### Excerpted data:
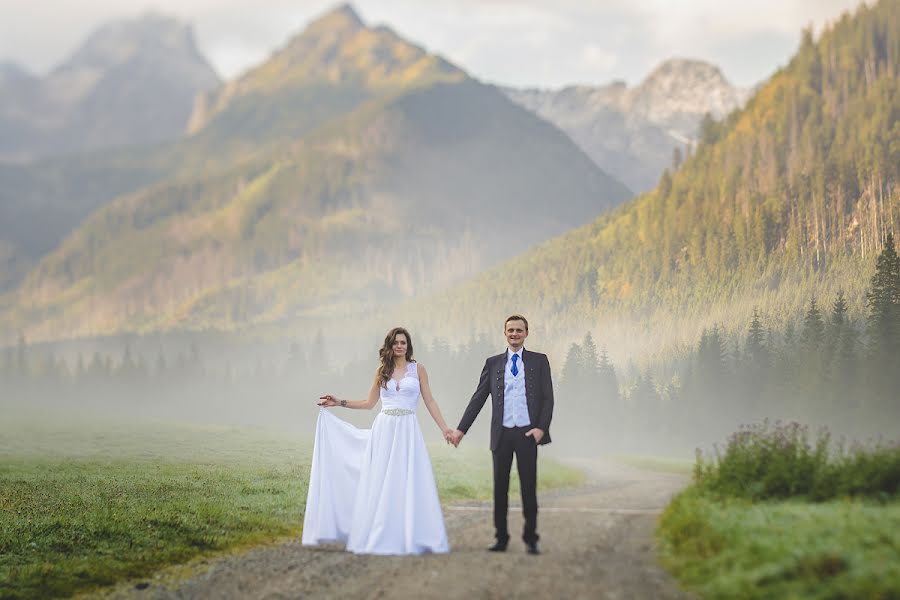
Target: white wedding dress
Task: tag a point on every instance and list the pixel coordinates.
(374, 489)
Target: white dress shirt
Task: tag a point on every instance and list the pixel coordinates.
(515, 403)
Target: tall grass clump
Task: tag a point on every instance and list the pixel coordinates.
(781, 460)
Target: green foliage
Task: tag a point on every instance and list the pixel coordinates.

### What you should do:
Every record, word for word, should be given back without its pictures.

### Response below:
Target: white wedding dress
Task: tag a point on every instance and list the pixel coordinates.
(374, 489)
Target: white dress shirt
Task: tag a point on every instance and list the pixel coordinates.
(515, 403)
Target: tall grass clump
Task: tag a point on every instance and list the pixel coordinates.
(781, 460)
Target: green foliage
Task: tag a point on every instance and list the pixel coordinates.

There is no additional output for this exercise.